▶ [ASSIGNMENT]: Each line below from the one containing "TASK = locate one point per instance of the blue" through the one containing "TASK = locate one point per instance of the flower" is to be given again exactly, and no line outside that span.

#### EXTRACTED DATA

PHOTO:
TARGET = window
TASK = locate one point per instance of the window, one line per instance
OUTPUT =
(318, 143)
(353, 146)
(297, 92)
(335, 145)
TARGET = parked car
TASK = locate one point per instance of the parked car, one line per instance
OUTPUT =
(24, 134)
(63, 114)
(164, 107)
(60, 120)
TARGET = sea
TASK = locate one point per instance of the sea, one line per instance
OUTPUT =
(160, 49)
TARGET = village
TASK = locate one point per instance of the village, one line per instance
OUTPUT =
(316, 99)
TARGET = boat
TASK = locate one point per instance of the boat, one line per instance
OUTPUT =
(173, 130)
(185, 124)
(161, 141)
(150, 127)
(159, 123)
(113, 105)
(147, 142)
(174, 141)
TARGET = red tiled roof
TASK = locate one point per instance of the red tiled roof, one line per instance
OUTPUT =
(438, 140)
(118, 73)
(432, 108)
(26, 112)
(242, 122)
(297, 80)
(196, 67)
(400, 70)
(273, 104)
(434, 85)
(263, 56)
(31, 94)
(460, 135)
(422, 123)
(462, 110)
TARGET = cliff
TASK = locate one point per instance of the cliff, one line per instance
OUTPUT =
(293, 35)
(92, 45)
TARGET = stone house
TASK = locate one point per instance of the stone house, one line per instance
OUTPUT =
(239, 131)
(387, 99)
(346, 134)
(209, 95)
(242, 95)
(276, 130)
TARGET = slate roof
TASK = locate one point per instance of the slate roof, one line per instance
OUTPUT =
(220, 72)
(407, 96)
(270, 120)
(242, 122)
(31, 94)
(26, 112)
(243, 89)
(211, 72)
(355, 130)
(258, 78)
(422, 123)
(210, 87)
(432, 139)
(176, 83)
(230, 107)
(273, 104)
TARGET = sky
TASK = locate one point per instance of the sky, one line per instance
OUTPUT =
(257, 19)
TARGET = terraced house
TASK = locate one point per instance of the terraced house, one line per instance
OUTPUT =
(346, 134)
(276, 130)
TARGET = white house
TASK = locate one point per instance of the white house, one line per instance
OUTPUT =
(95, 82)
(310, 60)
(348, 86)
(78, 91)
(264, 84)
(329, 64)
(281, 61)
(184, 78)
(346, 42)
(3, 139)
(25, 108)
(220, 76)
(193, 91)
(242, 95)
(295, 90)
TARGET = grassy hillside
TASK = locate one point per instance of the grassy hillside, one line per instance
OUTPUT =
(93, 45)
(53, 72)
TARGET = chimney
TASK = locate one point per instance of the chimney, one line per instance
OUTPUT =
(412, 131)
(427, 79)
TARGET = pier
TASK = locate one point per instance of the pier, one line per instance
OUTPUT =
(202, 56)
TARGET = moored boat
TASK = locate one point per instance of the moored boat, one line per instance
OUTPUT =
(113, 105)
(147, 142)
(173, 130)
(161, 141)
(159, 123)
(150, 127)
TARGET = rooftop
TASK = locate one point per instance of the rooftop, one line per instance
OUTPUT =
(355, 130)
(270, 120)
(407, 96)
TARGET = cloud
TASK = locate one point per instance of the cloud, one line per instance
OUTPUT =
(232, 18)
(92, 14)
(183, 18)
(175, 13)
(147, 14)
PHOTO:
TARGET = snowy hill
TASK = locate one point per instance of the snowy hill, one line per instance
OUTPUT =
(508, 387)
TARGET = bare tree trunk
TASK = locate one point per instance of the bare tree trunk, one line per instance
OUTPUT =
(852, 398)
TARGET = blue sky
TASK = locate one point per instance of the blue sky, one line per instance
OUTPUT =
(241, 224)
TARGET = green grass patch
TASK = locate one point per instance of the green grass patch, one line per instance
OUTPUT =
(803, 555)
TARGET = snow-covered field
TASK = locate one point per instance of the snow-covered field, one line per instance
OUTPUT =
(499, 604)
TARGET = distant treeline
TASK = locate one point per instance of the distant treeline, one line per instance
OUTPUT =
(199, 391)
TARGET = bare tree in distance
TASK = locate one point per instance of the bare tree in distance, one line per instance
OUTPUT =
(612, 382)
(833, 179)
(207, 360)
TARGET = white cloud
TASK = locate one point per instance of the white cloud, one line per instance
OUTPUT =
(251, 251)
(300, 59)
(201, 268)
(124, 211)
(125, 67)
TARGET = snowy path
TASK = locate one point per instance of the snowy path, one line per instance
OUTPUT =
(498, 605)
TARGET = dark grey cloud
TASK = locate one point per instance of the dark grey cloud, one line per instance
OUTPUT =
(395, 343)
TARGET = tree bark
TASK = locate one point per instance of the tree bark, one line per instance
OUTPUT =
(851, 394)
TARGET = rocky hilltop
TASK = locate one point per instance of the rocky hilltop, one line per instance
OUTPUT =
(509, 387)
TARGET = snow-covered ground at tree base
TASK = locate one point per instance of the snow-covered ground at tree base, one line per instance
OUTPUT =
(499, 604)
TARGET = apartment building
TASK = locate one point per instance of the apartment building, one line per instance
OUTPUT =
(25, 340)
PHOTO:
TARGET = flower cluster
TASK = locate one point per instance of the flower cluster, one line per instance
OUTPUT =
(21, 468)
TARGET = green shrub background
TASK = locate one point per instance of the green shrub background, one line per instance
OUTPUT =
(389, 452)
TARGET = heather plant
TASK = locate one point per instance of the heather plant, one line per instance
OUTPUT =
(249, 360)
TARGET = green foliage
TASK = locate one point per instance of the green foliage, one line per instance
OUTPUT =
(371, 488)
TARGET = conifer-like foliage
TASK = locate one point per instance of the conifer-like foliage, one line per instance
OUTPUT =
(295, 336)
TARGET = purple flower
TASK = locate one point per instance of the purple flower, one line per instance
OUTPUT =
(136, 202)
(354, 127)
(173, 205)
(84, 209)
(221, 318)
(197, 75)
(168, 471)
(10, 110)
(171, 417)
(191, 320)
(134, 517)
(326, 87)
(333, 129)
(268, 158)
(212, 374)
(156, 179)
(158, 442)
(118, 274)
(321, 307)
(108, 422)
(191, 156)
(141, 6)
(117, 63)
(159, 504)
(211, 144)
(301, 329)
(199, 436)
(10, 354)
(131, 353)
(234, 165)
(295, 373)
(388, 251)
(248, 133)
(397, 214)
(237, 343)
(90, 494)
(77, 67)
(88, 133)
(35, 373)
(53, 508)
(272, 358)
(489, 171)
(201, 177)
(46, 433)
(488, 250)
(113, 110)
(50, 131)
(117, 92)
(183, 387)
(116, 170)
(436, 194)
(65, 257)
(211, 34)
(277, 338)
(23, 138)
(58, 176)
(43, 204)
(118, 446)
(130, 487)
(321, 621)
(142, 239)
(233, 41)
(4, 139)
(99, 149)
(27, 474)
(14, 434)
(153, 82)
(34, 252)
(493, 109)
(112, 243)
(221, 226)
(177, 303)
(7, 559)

########

▶ [YOUR SOLUTION]:
TASK = locate one point per instance of the blue sky, one line per instance
OUTPUT =
(241, 224)
TARGET = green grass patch
TASK = locate one point per instance of the green grass patch, one line per instance
OUTPUT =
(803, 555)
TARGET = snow-covered field
TASK = locate one point per instance of the snow-covered field, one line per instance
OUTPUT =
(499, 604)
TARGET = distant treeline
TASK = locate one point per instance of the distant treeline, one line per instance
OUTPUT =
(199, 391)
TARGET = bare tree in distance
TASK = locate one point per instance of the bare tree in distance, one line per instance
OUTPUT =
(612, 382)
(833, 179)
(207, 360)
TARGET = white cloud
TASK = locate one point per instance of the white cloud, one line per instance
OUTPUT =
(251, 251)
(300, 59)
(201, 268)
(124, 211)
(125, 67)
TARGET = snowy path
TASK = locate one point per instance of the snowy path, one line per instance
OUTPUT =
(498, 605)
TARGET = dark grey cloud
TASK = locate one point per instance of the dark grey cloud, one line per instance
OUTPUT =
(395, 343)
TARGET = tree bark
TASK = locate one point per instance of the tree bark, one line per instance
OUTPUT =
(851, 394)
TARGET = rocky hilltop
TASK = locate one point per instance of the rocky hilltop, one line per instance
OUTPUT =
(509, 387)
TARGET = snow-covered ground at tree base
TASK = locate one point per instance of the snow-covered ground at tree base, one line per instance
OUTPUT =
(499, 604)
TARGET = apartment building
TASK = locate one point per instance of the apartment building, one line per instance
OUTPUT =
(25, 340)
PHOTO:
TARGET = flower cluster
TASK = locate one point per instance of the flower cluster, one line per instance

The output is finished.